# [WRITTEN TASKS]
1. Duplicate the passage of the HDFS email from "Having the client" up to and including "obvious to me).".
2. In the HDFS email, list the obstacles to having the client read blocks directly that appear in the paragraph beginning "We are in middle of adding security to HDFS."
3. According to the HDFS email, which kind of workload especially affects how much throughput improves when the primary datapath is short-circuited?

# [EXCERPT TO READ]

◆ ◆ ◆

On Jan 8, 2009, at 10:13 AM, George Porter wrote:

Hi Jun,

The earlier responses to your email reference the JIRA that I opened
about this issue.  Short-circuiting the primary HDFS datapath does
improve throughput, and the amount depends on your workload (random
reads especially). Some initial experimental results are posted to that JIRA. A second advantage is that since the JVM hosting the HDFS client is doing the reading, the O/S will satisfy future disk requests from the cache, which isn't really possible when you read over the network (even
to another JVM on the same host).

There are several real disadvantages, the largest of which include 1) it
adds a new datapath, and 2) bypasses various security and auditing
features of HDFS.

We are in middle of adding security to HDFS.
Having the client read the blocks directly would violate security. Security is a specially thorny problem to solve in this case. Further the internal structure and hence the path name of the file are not visible outside. One could consider hacking this (ignoring security) but even this gets tricky as the directory in which the block is saved may change if some one starts to write to the file (which can happen with the recent append work),

Interesting optimization but tricky to do in a clean way (at least not obvious to me).

◆ ◆ ◆

# [ENTRIES SUPPLIED]
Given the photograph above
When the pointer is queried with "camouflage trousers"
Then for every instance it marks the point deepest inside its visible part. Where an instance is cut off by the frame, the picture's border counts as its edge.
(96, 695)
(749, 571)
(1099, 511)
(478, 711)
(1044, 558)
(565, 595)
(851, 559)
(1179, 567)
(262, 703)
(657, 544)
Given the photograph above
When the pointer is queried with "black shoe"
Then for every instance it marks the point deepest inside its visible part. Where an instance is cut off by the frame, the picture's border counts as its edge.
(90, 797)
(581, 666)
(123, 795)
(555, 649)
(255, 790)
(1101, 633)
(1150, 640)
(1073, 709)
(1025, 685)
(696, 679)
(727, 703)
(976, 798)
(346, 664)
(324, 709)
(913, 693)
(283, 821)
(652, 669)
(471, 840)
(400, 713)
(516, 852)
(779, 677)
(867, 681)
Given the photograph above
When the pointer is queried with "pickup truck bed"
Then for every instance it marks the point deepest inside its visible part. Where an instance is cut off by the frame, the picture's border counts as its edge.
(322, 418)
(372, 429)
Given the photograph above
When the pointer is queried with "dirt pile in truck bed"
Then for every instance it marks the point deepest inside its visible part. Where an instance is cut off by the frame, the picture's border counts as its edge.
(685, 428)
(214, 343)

◆ ◆ ◆

# [OUTPUTS]
1.
Having the client read the blocks directly would violate security. Security is a specially thorny problem to solve in this case. Further the internal structure and hence the path name of the file are not visible outside. One could consider hacking this (ignoring security) but even this gets tricky as the directory in which the block is saved may change if some one starts to write to the file (which can happen with the recent append work),

Interesting optimization but tricky to do in a clean way (at least not obvious to me).

2.
- Having the client read the blocks directly would violate security.
- The internal structure, and therefore the path name of the file, is not visible outside.
- The directory where the block is saved may change if someone starts to write to the file.

3. Random reads.